> Collected data entries:

--

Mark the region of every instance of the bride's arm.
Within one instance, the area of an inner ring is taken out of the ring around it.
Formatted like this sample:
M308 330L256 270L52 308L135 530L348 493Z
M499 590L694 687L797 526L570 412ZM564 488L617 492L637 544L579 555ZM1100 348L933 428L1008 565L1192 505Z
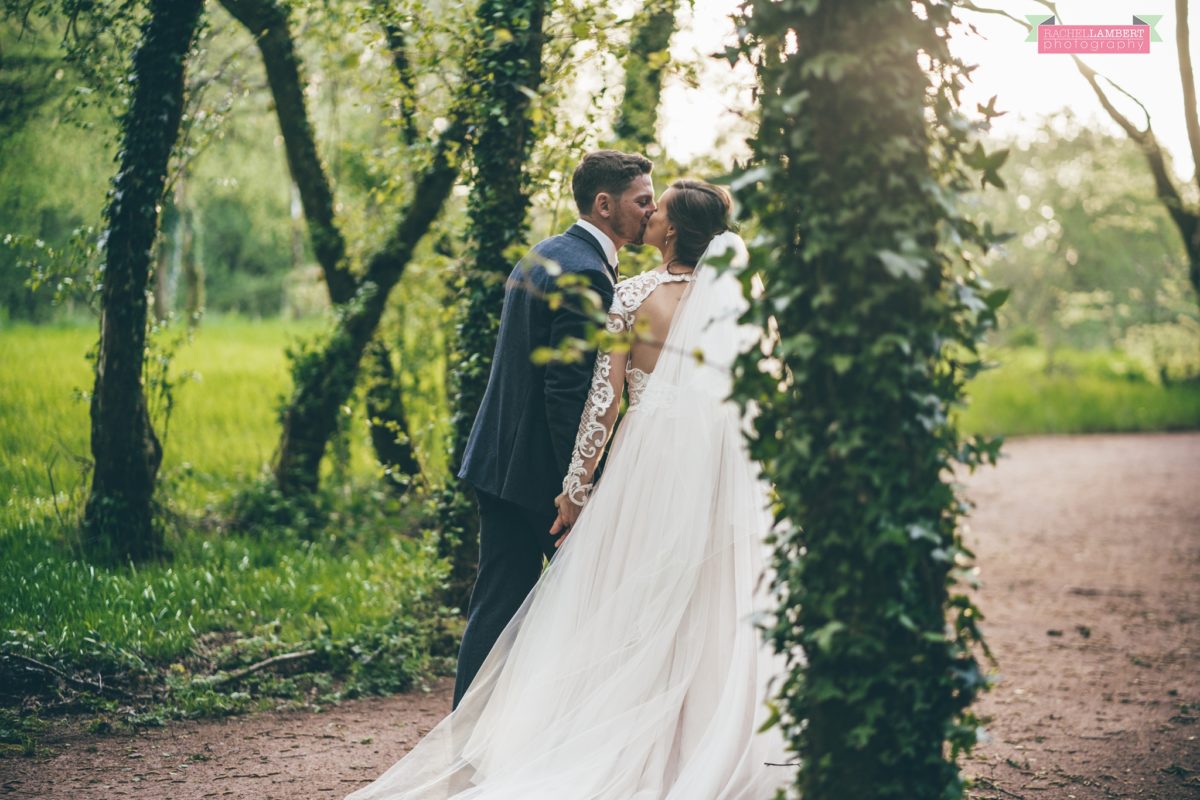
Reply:
M618 310L616 300L605 327L612 334L628 330L626 315ZM604 446L616 425L621 392L625 388L627 353L627 345L618 345L613 349L601 349L596 354L591 388L583 406L583 416L579 419L579 432L575 436L575 449L571 453L566 477L563 478L563 493L555 501L559 517L567 526L574 524L591 495L592 477L596 474Z

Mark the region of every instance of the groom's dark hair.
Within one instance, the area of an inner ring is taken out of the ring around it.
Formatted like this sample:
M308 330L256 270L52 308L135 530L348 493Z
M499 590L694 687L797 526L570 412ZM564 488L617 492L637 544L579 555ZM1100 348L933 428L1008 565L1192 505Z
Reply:
M571 192L580 214L592 213L596 195L606 192L619 195L639 175L649 175L654 162L637 153L620 150L596 150L588 153L571 176Z

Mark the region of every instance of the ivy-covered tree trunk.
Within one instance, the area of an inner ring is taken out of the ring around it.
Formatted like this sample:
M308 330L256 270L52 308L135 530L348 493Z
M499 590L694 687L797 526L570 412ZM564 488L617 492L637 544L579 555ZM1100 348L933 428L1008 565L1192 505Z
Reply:
M321 266L329 299L335 305L348 303L359 289L359 282L345 262L346 242L337 225L333 187L317 152L304 102L300 56L292 40L288 9L277 0L222 0L222 4L258 44L313 253ZM405 86L406 101L410 101L412 75L403 58L403 36L390 23L385 23L385 29L389 47L398 51L393 53L393 63ZM411 143L407 138L413 134L411 122L404 131L406 143ZM376 339L370 347L368 360L366 401L371 443L376 458L392 477L389 485L403 492L409 486L408 478L421 469L409 436L400 383L392 354L382 340Z
M985 684L978 613L952 593L969 553L951 470L998 442L964 441L950 412L1004 293L962 260L991 237L957 197L966 160L995 182L1003 154L965 149L953 8L916 6L751 0L740 20L762 117L734 187L764 234L750 316L774 358L744 356L735 394L777 491L767 632L805 800L962 797Z
M513 248L526 241L530 192L526 162L535 139L529 93L536 93L542 83L545 0L517 0L510 7L511 41L493 41L479 65L480 74L491 77L479 99L486 111L474 147L467 206L470 249L459 276L451 356L454 449L442 506L442 551L451 557L450 600L462 609L470 599L479 530L474 503L464 496L465 487L455 475L491 373Z
M473 39L478 44L469 50L451 121L414 187L413 200L388 241L368 260L360 288L346 304L328 344L296 361L295 388L283 413L274 466L276 483L284 494L316 489L321 457L336 428L338 409L354 390L359 363L379 325L387 295L450 194L462 156L459 145L471 144L468 131L477 129L477 121L488 113L483 98L494 70L502 63L496 60L497 54L511 52L511 41L525 35L532 17L524 3L484 0L475 20Z
M412 478L421 474L412 439L408 433L408 413L400 391L400 376L392 365L392 354L376 336L367 347L366 366L367 426L375 457L383 465L387 485L398 493L408 490Z
M91 401L94 469L84 510L91 549L117 559L162 550L152 499L162 463L142 387L147 282L167 163L183 113L184 65L201 0L154 0L133 55L120 168L105 209L100 345Z
M294 386L283 411L274 464L275 482L284 495L316 491L321 458L337 428L338 409L354 391L359 365L379 327L388 295L450 195L458 176L458 154L451 151L465 135L461 118L450 123L417 181L400 224L367 261L358 293L343 306L333 334L321 349L296 357Z
M670 62L671 35L679 0L648 0L634 19L625 56L625 98L613 132L622 145L645 150L655 142L663 72Z

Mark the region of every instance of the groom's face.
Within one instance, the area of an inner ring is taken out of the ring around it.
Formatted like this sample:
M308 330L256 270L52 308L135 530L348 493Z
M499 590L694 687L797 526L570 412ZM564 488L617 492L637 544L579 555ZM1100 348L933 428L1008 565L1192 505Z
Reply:
M646 234L646 222L654 213L654 184L649 175L639 175L633 183L613 199L609 225L624 243L641 244Z

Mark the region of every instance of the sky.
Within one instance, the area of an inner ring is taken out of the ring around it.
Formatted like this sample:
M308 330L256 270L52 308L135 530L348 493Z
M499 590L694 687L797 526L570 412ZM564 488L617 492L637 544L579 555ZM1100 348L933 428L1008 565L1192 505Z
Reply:
M1004 8L1021 19L1026 14L1049 13L1036 2L977 0L977 4ZM679 61L699 61L699 85L688 86L678 76L667 81L660 140L667 152L681 161L712 154L728 162L746 153L744 139L750 126L737 112L750 105L753 75L744 64L730 70L728 62L705 56L734 41L729 15L738 0L695 0L692 8L687 3L682 5L671 54ZM1162 15L1155 29L1163 41L1152 42L1149 54L1091 55L1083 59L1141 100L1150 112L1159 141L1172 154L1176 173L1181 177L1191 175L1173 0L1060 0L1058 9L1058 21L1074 25L1127 25L1134 14ZM959 30L951 39L956 55L979 65L972 75L973 83L964 92L964 107L974 111L976 103L986 103L997 95L996 107L1009 113L994 122L996 133L1019 136L1031 131L1041 116L1065 107L1085 124L1120 132L1070 56L1039 54L1036 44L1025 41L1026 31L1004 17L967 11L960 11L960 16L980 33L976 36ZM1200 11L1192 10L1190 22L1192 59L1200 63ZM1144 117L1136 105L1119 93L1110 96L1126 116L1142 124Z

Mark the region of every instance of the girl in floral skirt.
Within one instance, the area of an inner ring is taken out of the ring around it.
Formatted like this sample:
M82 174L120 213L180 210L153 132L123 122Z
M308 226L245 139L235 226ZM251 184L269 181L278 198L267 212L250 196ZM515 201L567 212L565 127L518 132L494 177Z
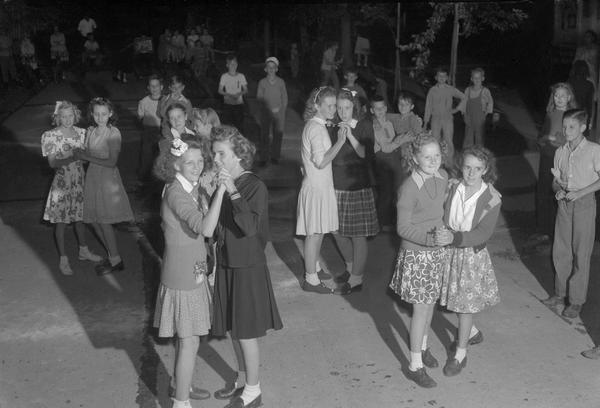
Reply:
M451 183L446 199L444 222L438 238L452 243L442 278L440 304L458 314L458 346L454 358L444 366L444 375L453 376L467 365L467 344L474 344L473 314L500 302L498 284L490 254L485 246L492 236L501 196L492 186L496 181L496 159L486 148L475 145L460 158L462 179Z
M445 262L443 246L451 242L449 238L436 239L435 234L436 229L444 226L442 216L448 186L448 175L440 169L444 152L444 142L430 134L420 134L410 142L403 153L411 174L400 186L396 203L396 228L402 241L390 287L413 305L410 366L406 373L425 388L437 385L423 365L438 366L427 347L427 331L440 296Z
M74 126L81 118L81 111L69 101L57 101L52 114L56 126L42 135L42 155L48 157L50 167L56 170L48 193L44 220L55 224L54 238L60 255L59 269L63 275L72 275L73 270L65 251L65 229L73 223L79 241L79 259L100 262L102 258L93 254L85 243L83 226L83 184L85 171L83 162L73 157L73 150L83 148L85 130Z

--

> EXERCISE: The answer must be an exact reproduction of the records, with every picture left out.

> WRITTEN ANSWER:
Mark the region of every instance of the bride's arm.
Within one instance, the area of an inner ring is taken out of the ring around it.
Formatted like this sample:
M308 330L256 270L52 308L135 530L348 493Z
M499 590L694 687L797 526L570 412ZM564 488L617 492L637 544L579 555ZM1100 348L933 428L1008 565L1192 505Z
Reply:
M618 310L616 300L605 327L612 334L628 330L626 315ZM604 446L616 425L621 392L625 388L627 353L627 345L618 345L613 349L601 349L596 354L591 388L583 406L583 416L579 419L579 432L575 436L575 449L571 453L566 477L563 478L563 493L555 501L559 517L567 526L574 524L591 495L592 477L596 474Z

Mark the region of every instance of the groom's dark hair.
Within one instance, the area of an inner ring is taken out of the ring around it.
Formatted like this sample:
M308 330L256 270L52 308L135 530L348 493Z
M499 590L694 687L797 526L570 412ZM564 488L617 492L637 544L579 555ZM1100 348L933 428L1008 565L1192 505Z
Reply:
M571 192L580 214L592 213L596 195L606 192L619 195L639 175L649 175L654 162L637 153L620 150L596 150L588 153L571 176Z

Mark the region of every instance of the ivy-covered tree trunk.
Within one instance, the area of an inner ring is taken out of the ring around it.
Formatted like this sample:
M308 330L256 270L52 308L135 530L348 493Z
M499 590L694 687L797 526L570 412ZM564 488L617 492L637 544L579 555ZM1100 348L933 428L1008 565L1192 505Z
Reply:
M321 266L329 299L335 305L348 303L359 289L359 282L345 262L346 242L337 225L333 187L317 152L304 102L300 56L292 40L288 9L277 0L222 0L222 4L258 44L313 253ZM405 86L406 101L410 101L412 75L403 58L403 36L390 23L385 23L385 29L389 47L398 51L393 53L393 63ZM411 143L407 138L413 134L411 122L404 131L406 143ZM376 339L370 347L368 360L366 401L371 443L376 458L392 477L389 485L403 492L409 486L408 478L421 469L409 436L400 383L392 354L382 340Z
M985 684L978 613L952 593L969 553L951 470L998 442L964 441L950 412L1004 293L962 260L991 237L957 197L966 160L995 182L1003 154L965 149L953 8L916 6L751 0L740 20L762 117L734 187L764 234L750 316L774 358L744 356L735 394L777 491L767 632L805 800L962 797Z
M513 248L526 241L530 192L526 162L535 139L529 93L536 93L542 83L545 0L517 0L510 7L511 41L493 41L479 65L480 74L491 77L479 99L486 111L474 147L467 206L470 249L459 276L451 356L454 449L442 506L442 551L451 557L450 600L462 609L470 599L479 530L474 503L464 496L465 487L455 475L491 373Z
M473 39L478 44L469 50L451 121L414 187L413 200L388 241L368 260L360 288L346 304L328 344L296 361L295 388L283 413L274 466L276 483L284 494L316 489L321 457L336 428L338 409L354 390L359 363L379 325L387 295L450 194L462 156L459 145L471 144L468 131L477 129L477 121L488 113L483 98L494 70L502 63L496 60L497 54L511 52L511 41L525 35L532 17L524 3L484 0L475 20Z
M412 478L421 474L412 439L408 433L408 413L400 391L400 376L392 365L392 354L376 336L367 347L366 366L367 426L375 457L383 465L387 485L398 493L408 490Z
M91 401L94 469L84 510L91 549L117 559L162 550L152 499L162 463L142 387L147 282L167 163L183 113L184 65L201 0L154 0L133 55L120 168L105 209L100 345Z
M294 386L283 411L274 464L275 482L284 495L316 491L321 458L337 428L338 409L354 391L359 365L379 327L388 295L450 195L458 176L458 154L451 151L465 135L461 118L450 123L417 181L400 224L367 261L358 293L343 306L333 334L321 349L296 357Z
M670 62L671 35L679 0L648 0L634 19L625 56L625 98L613 132L622 145L645 150L655 142L663 72Z

Mark the region of every instance of the groom's face.
Within one instance, the area of an inner ring is taken out of the ring around it.
Formatted like this sample:
M308 330L256 270L52 308L135 530L348 493Z
M499 590L694 687L797 526L570 412ZM564 488L617 492L637 544L579 555ZM1100 348L933 428L1008 565L1192 505Z
Reply:
M646 234L646 222L654 213L654 184L649 175L639 175L633 183L613 199L609 225L624 243L641 244Z

Mark the region of every instance of the sky.
Within one instance, the area of an inner ring is taken out of the ring around it.
Formatted like this sample:
M308 330L256 270L52 308L135 530L348 493Z
M499 590L694 687L797 526L570 412ZM564 488L617 492L637 544L579 555ZM1100 348L933 428L1008 565L1192 505Z
Reply:
M1004 8L1021 19L1026 14L1049 13L1036 2L977 0L977 4ZM679 61L699 61L699 85L688 86L678 76L667 81L660 140L667 152L681 161L712 154L728 162L746 153L744 139L750 126L737 112L750 105L753 75L744 64L730 70L728 62L705 56L734 41L729 15L738 0L695 0L692 8L687 3L682 5L671 54ZM1162 15L1155 29L1163 41L1152 42L1149 54L1091 55L1083 59L1141 100L1150 112L1159 141L1172 154L1176 173L1181 177L1191 175L1173 0L1060 0L1058 9L1058 21L1074 25L1127 25L1134 14ZM959 30L951 39L956 55L979 65L972 75L973 83L964 92L964 107L974 111L976 103L986 103L997 95L996 107L1009 113L994 122L996 133L1019 136L1031 131L1041 116L1065 107L1085 124L1120 132L1070 56L1039 54L1036 44L1025 41L1026 31L1004 17L967 11L960 11L960 16L980 33L976 36ZM1200 11L1192 10L1190 22L1192 59L1200 63ZM1144 117L1136 105L1119 93L1110 96L1126 116L1142 124Z

Mark the region of every instance of the girl in floral skirt.
Within one instance, the area of an inner ring is taken out of the ring around it.
Formatted like this sample:
M82 174L120 213L180 210L153 132L123 122Z
M308 226L245 139L235 226ZM251 184L269 181L278 198L267 212L250 196ZM515 201L567 212L565 127L518 132L494 177Z
Reply:
M451 183L446 199L444 222L438 238L452 243L442 278L440 304L458 314L458 346L454 358L444 366L444 375L453 376L467 365L467 344L474 344L473 314L500 302L498 284L490 254L485 246L492 236L501 196L492 186L496 181L496 159L486 148L475 145L460 158L462 179Z
M445 262L443 246L451 242L449 238L436 239L435 234L436 229L444 226L442 216L448 186L448 175L440 169L444 152L444 142L430 134L420 134L410 142L403 153L411 174L400 186L396 203L396 228L402 241L390 287L413 305L410 366L406 373L425 388L437 385L423 365L438 366L427 347L427 331L440 296Z
M74 126L81 118L81 111L69 101L57 101L52 114L56 126L42 135L42 155L48 157L50 167L56 170L48 193L44 220L55 224L54 238L60 255L59 269L63 275L72 275L73 270L65 251L65 229L73 223L79 241L79 259L100 262L102 258L93 254L85 243L83 226L83 184L85 171L83 162L73 157L73 150L83 148L85 130Z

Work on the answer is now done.